*** Opening of DATASET ENTRIES ***

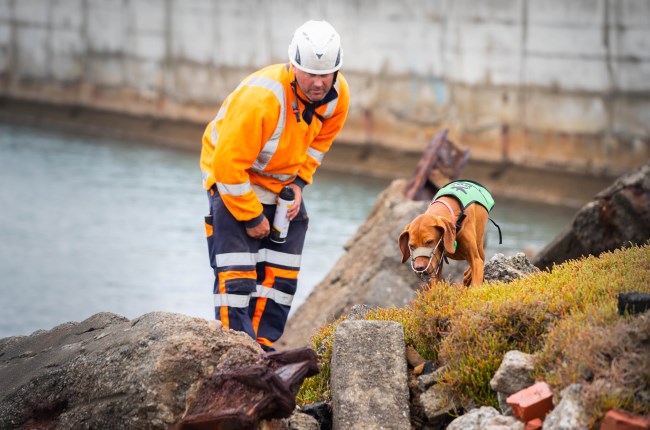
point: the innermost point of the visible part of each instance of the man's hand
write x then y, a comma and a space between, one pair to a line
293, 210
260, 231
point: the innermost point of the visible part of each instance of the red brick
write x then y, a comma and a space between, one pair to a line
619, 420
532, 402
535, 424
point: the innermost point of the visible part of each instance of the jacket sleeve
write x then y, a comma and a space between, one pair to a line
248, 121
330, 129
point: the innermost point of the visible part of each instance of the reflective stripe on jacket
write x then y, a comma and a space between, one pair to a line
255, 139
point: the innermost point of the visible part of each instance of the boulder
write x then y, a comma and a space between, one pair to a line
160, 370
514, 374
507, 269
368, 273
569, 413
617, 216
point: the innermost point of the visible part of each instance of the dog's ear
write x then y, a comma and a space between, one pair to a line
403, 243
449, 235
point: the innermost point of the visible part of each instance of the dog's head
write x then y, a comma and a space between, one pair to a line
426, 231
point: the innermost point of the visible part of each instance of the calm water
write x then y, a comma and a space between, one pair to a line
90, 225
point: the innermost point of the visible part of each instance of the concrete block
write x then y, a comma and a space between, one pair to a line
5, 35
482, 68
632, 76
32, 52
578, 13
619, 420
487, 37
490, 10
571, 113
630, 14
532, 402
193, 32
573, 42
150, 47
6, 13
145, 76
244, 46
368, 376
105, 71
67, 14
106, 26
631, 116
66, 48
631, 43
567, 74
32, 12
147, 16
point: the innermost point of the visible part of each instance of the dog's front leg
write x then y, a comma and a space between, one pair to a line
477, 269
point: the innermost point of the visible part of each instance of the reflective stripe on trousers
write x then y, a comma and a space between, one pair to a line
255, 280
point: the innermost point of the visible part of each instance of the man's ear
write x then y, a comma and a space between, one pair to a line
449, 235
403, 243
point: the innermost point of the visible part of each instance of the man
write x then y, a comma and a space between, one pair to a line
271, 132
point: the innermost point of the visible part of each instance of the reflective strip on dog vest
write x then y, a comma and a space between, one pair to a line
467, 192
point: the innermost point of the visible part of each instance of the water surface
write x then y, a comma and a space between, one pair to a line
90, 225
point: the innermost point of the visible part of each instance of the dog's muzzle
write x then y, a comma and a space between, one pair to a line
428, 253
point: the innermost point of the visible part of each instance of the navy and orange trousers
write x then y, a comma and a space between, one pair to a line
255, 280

*** Close of DATASET ENTRIES ***
*** Opening of DATASET ENTRIES ***

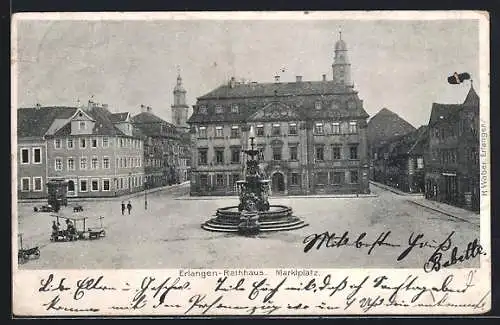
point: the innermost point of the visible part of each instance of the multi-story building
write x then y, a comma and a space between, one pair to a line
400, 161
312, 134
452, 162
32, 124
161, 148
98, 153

*** Close of DATASET ENTRIES ***

ABOUT THIS EXERCISE: Look for the string "stripe" in the listing above and copy every line holding it.

RESULT OF THIS EXERCISE:
point: the innermost point of the visible part of each instance of the reflective stripe on jacket
point: the innermost point of the visible part of each instance of the reflective stripe on trousers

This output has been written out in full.